(Records from a collection)

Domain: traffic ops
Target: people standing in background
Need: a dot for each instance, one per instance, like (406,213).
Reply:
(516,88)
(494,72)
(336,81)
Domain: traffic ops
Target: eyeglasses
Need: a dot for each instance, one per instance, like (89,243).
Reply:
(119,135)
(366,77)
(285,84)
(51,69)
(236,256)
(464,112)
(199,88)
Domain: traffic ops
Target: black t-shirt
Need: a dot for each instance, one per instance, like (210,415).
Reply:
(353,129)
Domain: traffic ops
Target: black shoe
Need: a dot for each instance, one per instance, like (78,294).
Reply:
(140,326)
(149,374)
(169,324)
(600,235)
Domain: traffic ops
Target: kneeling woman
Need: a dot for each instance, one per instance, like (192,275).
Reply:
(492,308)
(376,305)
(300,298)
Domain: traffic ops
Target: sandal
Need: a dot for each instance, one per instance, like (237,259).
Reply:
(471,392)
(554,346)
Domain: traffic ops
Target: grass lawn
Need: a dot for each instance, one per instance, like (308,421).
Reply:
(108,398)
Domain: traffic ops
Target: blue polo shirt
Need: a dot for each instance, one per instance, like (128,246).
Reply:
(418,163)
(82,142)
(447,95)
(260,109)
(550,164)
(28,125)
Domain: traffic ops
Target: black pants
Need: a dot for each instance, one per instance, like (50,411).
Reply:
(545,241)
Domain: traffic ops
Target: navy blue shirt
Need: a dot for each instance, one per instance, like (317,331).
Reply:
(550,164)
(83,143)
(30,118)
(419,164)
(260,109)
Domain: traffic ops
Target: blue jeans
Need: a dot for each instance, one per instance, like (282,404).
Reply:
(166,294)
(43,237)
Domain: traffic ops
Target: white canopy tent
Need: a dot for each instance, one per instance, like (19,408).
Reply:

> **ACTION ITEM**: Pick out, from the lines above, every one that contains the string "black".

> **TASK SOLUTION**:
Target: black t-shirt
Target: black shoe
Target: black pants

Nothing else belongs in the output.